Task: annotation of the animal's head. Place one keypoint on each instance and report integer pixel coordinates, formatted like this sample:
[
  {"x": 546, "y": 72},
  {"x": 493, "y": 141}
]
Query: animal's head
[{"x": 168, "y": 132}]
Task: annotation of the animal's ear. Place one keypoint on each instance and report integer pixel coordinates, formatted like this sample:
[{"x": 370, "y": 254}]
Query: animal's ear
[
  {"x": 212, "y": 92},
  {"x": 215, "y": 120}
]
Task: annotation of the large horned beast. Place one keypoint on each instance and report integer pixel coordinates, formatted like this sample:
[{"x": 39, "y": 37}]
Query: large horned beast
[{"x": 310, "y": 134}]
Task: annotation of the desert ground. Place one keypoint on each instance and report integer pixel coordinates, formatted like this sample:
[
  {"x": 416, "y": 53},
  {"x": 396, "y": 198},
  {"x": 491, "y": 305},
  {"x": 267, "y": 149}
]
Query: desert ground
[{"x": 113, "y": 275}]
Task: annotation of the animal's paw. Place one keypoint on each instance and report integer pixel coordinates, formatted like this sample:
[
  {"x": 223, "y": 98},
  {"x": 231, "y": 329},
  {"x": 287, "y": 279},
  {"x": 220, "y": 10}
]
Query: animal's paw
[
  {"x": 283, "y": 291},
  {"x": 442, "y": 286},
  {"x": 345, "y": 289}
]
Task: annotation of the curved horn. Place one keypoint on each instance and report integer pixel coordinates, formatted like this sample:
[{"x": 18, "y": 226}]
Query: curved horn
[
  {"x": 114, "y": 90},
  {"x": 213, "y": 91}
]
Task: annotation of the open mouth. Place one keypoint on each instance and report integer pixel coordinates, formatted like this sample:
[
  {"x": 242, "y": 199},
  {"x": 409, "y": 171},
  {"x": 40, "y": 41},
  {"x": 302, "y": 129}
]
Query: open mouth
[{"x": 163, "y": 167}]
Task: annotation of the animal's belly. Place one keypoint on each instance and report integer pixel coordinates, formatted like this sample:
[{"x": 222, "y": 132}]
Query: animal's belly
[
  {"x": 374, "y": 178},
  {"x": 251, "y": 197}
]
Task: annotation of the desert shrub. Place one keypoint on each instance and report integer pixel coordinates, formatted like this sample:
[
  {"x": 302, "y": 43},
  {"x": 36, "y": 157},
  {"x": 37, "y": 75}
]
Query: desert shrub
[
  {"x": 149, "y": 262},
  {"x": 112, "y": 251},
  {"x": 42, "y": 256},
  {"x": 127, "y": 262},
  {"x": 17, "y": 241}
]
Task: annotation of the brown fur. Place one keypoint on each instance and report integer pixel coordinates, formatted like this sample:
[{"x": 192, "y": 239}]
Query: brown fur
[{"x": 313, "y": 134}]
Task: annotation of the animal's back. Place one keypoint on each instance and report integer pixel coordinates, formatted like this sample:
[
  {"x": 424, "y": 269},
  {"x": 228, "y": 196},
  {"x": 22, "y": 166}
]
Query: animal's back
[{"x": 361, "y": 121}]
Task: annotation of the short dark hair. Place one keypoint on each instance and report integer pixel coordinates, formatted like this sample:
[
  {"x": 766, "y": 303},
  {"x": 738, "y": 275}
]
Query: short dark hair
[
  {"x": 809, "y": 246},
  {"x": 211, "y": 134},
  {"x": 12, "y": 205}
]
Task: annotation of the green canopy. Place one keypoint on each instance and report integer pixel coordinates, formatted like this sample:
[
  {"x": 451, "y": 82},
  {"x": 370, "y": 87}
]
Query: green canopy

# # # # #

### Required action
Find how many lines of the material carry the string "green". Only the number should be in the answer.

### Answer space
2